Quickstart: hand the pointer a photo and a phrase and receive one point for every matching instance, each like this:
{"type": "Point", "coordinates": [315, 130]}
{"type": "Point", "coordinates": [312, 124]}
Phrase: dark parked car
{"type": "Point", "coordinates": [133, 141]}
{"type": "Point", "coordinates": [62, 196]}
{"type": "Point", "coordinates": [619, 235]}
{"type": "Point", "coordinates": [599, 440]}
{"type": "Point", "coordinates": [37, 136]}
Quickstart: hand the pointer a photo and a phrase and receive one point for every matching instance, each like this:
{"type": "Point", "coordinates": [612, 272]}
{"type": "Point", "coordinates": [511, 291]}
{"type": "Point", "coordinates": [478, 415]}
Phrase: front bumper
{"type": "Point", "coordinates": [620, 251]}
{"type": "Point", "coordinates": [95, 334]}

> **Work instruction**: Retype the material in full, character for character.

> **Exercise output**:
Quickstart: hand the pointer a photo and a phrase and receive one point for every matching instance, each like this:
{"type": "Point", "coordinates": [315, 130]}
{"type": "Point", "coordinates": [312, 124]}
Phrase: dark parked car
{"type": "Point", "coordinates": [133, 141]}
{"type": "Point", "coordinates": [62, 196]}
{"type": "Point", "coordinates": [619, 235]}
{"type": "Point", "coordinates": [599, 440]}
{"type": "Point", "coordinates": [37, 136]}
Quickstart: hand the pointer a photo and a phrase and receive one point for every matching instance, each like this:
{"type": "Point", "coordinates": [612, 272]}
{"type": "Point", "coordinates": [511, 291]}
{"type": "Point", "coordinates": [478, 415]}
Phrase: front bumper
{"type": "Point", "coordinates": [620, 251]}
{"type": "Point", "coordinates": [95, 334]}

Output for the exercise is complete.